■ **Set problem**: In the passage on sculpting the spiritual figures, reproduce word for word the part from "Now I would" to "be brought about.".
[BEGIN Selected passage]
Of course, the figures were not easy to create for the reason that one has to create spiritual things - partly spiritual in the case of the main figure, but purely spiritual in the case of Lucifer and Ahriman - and in sculpture it is most difficult to form the spiritual. However, an attempt was made to achieve what was necessary, especially for our aims: to dissolve the form, although it had to remain artistic form, entirely into gesture, entirely into mien. Man is actually only capable of using gesture and mien in a very limited sense. Lucifer and Ahriman are entirely gesture and entirely mien. Spirit forms do not have a finished form, there is no finished spirit form. If you want to shape the spirit, you are in the same position as if you wanted to shape lightning. The form a spirit has at one moment is different from the form it has at the next moment. You have to take that into account. If, however, you wanted to hold on to a spirit's form for one moment, just as you would a resting form, then you would get nothing out of it, you would only have a frozen form. So in such a case one must completely reproduce the gesture. So in the case of Lucifer and Ahriman, the gesture is completely reproduced, and this had to be attempted to some extent also for the middle figure, which is of course a physical figure: the Christ Jesus.
Now I would like to show you a few pictures which can give you a small idea of this main group, as best they can. The first is the head of Ahriman, in the form in which it first appeared to me: a human being - think of the threefold division of the human being into head, trunk and extremities - who is entirely head, who is therefore also the instrument of the most perfect cleverness, understanding and cunning. This is to be expressed in the figure of Ahriman. The head of Ahriman, as you see it here, is properly spirit, if I may use the paradoxical expression; but you know how a paradox often comes out when one characterises spiritually. He is indeed after the model, true to spirit, artistically true to nature. Ahriman had to "sit" for that to be brought about.
[END Selected passage]
[BEGIN Record list]
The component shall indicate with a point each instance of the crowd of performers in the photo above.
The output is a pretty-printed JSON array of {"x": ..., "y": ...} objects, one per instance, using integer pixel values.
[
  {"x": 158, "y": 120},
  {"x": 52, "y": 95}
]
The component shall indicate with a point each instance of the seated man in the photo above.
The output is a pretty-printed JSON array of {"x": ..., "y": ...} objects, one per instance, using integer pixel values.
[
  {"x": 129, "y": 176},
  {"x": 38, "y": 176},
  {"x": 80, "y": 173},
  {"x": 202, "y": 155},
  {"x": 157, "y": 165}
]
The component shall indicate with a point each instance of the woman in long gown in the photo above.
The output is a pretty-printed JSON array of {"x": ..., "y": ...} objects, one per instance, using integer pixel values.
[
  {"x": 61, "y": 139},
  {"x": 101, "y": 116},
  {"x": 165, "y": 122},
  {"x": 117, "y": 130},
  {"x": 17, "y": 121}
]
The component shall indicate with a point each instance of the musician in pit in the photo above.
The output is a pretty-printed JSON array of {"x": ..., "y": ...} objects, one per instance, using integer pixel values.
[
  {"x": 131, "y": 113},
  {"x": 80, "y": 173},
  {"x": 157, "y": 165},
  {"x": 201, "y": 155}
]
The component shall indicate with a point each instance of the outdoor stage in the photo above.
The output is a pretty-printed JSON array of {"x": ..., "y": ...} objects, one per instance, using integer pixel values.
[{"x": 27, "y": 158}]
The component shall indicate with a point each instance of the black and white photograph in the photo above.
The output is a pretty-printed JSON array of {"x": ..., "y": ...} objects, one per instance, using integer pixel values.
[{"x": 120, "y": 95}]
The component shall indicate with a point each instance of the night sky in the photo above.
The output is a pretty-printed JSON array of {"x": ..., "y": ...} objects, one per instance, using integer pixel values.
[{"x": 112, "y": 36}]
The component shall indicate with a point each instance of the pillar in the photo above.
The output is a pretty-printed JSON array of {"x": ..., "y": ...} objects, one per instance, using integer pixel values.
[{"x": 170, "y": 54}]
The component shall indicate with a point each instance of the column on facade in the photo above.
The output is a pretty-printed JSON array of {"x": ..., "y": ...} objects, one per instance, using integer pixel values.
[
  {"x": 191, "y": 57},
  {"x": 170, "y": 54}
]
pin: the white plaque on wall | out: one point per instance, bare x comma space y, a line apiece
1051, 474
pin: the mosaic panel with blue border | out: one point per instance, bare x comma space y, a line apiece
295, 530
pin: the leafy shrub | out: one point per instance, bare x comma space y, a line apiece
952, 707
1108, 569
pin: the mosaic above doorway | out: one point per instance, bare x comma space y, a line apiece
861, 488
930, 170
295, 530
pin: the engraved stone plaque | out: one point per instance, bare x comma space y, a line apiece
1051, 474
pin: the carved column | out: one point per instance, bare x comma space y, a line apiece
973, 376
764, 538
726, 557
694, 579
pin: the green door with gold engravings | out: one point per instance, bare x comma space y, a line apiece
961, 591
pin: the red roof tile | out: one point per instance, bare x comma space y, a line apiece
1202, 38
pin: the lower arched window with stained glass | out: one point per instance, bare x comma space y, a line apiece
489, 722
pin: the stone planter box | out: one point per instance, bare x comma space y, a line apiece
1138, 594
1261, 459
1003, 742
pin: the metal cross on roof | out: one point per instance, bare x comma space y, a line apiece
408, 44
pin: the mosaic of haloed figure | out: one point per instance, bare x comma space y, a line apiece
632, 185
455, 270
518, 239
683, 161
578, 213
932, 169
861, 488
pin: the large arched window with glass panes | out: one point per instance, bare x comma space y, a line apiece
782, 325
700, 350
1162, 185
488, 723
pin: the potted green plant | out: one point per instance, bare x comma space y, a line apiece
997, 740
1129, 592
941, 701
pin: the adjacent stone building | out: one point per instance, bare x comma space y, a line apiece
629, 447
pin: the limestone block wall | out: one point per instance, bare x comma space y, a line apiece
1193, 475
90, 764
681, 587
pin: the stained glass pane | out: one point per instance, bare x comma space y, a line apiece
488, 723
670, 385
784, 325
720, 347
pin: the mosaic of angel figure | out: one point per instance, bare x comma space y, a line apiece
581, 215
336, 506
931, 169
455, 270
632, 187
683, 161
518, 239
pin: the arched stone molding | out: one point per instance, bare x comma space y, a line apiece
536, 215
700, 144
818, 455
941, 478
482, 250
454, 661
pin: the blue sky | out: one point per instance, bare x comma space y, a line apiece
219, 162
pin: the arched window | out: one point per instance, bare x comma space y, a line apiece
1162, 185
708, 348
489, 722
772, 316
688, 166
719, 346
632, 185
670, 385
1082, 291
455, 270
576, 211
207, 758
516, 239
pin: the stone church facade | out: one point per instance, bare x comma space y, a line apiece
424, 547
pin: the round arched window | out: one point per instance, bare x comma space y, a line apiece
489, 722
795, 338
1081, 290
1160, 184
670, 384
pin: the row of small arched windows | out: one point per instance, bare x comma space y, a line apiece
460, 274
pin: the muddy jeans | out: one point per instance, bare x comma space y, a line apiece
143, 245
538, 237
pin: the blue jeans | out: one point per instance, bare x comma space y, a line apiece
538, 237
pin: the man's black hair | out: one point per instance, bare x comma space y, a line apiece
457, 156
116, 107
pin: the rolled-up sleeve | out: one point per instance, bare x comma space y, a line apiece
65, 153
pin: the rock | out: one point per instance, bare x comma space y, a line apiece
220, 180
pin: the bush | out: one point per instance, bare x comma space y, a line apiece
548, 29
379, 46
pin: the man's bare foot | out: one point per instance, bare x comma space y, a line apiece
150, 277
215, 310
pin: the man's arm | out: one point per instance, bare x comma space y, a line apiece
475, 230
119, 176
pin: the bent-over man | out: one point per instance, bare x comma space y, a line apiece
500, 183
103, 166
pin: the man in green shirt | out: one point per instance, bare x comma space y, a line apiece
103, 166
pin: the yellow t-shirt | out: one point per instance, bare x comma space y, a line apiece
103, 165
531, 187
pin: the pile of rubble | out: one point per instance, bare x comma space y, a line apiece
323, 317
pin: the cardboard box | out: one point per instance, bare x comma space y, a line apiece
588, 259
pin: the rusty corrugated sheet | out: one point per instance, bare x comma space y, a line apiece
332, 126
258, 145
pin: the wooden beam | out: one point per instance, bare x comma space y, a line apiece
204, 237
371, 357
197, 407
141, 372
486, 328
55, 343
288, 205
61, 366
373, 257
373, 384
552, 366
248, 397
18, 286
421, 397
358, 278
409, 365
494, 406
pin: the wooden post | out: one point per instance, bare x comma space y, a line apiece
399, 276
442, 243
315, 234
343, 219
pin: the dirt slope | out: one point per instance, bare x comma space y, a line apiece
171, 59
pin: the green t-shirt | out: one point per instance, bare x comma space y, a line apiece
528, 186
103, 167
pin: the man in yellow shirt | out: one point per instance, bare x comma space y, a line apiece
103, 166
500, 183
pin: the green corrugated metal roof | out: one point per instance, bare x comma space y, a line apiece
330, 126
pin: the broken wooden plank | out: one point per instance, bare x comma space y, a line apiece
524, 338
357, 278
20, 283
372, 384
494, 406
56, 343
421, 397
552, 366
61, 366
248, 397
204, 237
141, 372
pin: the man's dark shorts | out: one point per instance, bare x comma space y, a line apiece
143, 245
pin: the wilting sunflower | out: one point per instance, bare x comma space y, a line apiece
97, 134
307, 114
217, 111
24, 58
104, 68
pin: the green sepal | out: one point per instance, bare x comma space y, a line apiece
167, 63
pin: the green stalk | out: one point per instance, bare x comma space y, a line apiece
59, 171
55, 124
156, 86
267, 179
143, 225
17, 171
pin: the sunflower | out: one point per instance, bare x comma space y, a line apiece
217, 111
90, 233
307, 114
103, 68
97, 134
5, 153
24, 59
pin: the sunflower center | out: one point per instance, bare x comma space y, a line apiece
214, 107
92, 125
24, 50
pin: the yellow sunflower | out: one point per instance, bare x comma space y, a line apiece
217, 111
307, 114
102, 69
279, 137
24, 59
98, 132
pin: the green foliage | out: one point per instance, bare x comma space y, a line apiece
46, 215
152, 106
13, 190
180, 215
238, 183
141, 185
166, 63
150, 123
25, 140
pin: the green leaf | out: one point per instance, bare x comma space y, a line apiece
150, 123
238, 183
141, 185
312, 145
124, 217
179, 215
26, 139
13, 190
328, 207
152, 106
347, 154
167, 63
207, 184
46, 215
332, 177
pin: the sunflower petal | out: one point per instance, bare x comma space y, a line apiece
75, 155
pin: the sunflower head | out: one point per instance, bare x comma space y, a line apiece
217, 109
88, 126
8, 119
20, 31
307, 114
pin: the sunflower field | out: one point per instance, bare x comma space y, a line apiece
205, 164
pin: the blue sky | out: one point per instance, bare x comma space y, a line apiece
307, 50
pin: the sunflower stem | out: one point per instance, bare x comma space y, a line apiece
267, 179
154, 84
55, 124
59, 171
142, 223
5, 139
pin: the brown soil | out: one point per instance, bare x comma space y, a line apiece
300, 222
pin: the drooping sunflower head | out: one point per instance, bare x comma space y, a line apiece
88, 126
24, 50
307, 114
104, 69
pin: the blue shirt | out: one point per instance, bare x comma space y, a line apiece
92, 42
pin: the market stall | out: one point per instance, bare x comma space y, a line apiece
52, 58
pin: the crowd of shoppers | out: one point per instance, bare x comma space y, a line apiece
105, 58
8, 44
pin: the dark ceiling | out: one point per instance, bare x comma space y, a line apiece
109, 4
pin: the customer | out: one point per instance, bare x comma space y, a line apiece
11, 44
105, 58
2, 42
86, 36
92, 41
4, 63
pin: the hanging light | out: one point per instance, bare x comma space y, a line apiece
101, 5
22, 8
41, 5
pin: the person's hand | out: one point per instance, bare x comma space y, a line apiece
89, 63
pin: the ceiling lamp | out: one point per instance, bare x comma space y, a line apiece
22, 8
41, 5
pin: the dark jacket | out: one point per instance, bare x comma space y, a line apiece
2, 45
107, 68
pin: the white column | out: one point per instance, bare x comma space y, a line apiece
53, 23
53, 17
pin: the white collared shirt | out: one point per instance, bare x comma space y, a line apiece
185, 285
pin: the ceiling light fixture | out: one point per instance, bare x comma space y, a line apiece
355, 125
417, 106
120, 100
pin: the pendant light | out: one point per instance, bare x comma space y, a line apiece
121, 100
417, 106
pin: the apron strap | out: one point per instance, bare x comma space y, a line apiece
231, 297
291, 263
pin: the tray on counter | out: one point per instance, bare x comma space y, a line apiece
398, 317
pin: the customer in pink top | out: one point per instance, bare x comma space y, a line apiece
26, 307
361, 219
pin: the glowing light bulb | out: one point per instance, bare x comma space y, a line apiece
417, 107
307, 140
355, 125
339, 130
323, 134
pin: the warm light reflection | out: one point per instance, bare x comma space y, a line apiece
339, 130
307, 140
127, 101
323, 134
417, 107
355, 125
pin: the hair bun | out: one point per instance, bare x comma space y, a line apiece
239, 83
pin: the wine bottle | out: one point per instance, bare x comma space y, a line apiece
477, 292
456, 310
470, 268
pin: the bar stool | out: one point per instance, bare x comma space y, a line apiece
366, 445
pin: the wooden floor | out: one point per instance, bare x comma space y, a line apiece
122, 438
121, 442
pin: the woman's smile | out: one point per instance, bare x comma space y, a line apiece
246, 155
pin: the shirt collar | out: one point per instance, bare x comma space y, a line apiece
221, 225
[END Record list]
■ **Task response**:
Now I would like to show you a few pictures which can give you a small idea of this main group, as best they can. The first is the head of Ahriman, in the form in which it first appeared to me: a human being - think of the threefold division of the human being into head, trunk and extremities - who is entirely head, who is therefore also the instrument of the most perfect cleverness, understanding and cunning. This is to be expressed in the figure of Ahriman. The head of Ahriman, as you see it here, is properly spirit, if I may use the paradoxical expression; but you know how a paradox often comes out when one characterises spiritually. He is indeed after the model, true to spirit, artistically true to nature. Ahriman had to "sit" for that to be brought about.